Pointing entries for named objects

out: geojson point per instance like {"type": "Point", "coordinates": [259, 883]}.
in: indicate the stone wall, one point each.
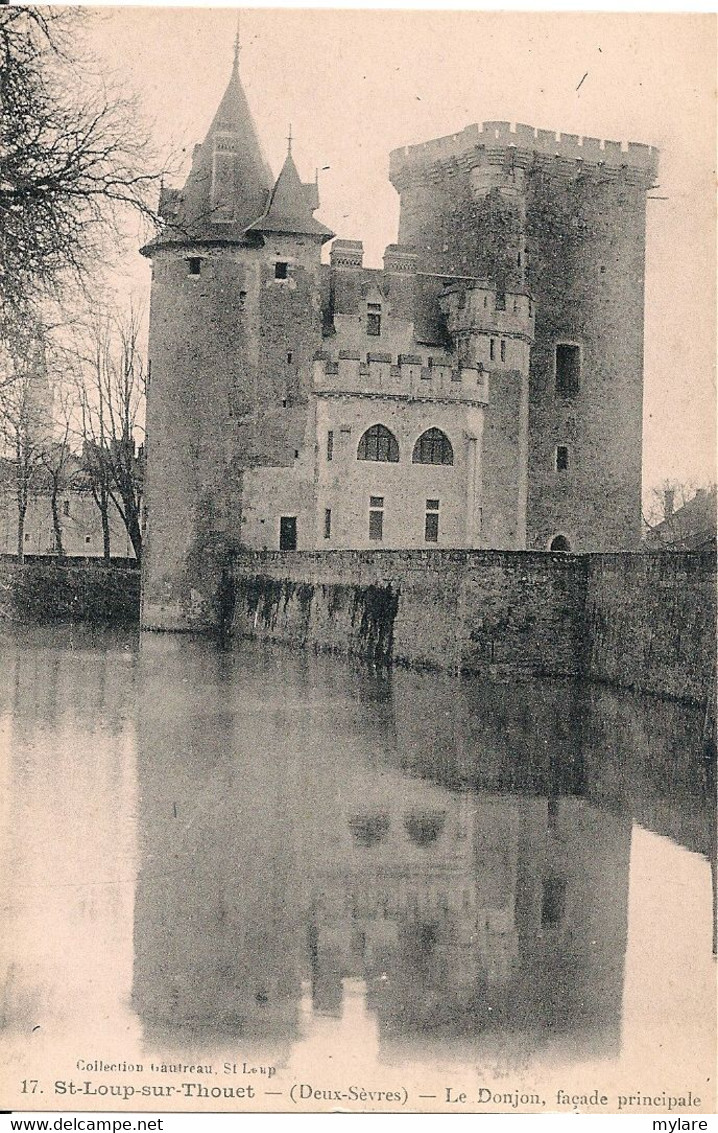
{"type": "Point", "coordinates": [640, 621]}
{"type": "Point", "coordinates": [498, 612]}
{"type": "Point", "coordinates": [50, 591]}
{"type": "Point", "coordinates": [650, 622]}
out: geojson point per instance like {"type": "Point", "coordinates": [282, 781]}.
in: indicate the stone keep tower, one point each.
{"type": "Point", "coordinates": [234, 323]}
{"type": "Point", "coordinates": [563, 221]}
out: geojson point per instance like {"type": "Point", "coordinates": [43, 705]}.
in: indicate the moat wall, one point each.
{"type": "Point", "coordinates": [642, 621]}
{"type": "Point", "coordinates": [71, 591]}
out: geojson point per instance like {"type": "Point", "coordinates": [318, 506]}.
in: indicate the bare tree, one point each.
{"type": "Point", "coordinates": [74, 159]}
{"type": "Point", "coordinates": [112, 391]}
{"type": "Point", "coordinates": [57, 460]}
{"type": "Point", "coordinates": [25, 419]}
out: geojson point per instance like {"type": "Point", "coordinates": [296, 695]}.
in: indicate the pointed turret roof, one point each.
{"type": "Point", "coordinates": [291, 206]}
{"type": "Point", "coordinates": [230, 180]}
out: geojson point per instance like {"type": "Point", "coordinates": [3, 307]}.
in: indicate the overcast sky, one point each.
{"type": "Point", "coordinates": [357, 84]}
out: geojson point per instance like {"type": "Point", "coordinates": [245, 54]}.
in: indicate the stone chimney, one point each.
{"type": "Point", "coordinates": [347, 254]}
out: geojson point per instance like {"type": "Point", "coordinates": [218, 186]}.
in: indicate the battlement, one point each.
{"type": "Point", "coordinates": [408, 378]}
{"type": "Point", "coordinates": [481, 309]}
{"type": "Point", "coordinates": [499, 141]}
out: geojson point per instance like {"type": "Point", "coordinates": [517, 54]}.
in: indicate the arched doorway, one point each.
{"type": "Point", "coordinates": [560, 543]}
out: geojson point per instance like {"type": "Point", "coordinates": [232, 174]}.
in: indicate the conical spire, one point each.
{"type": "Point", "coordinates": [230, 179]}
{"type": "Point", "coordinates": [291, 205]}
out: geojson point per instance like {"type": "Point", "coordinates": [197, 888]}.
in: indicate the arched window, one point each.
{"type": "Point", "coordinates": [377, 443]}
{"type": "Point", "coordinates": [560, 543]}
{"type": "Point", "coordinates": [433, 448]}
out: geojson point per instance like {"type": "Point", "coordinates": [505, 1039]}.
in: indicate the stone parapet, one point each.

[Written exercise]
Locate every line above that contains the string "wall", and copy each such line in full.

[Exercise response]
in: indicate the stone wall, one point each.
in: indicate the moat wall, one point each.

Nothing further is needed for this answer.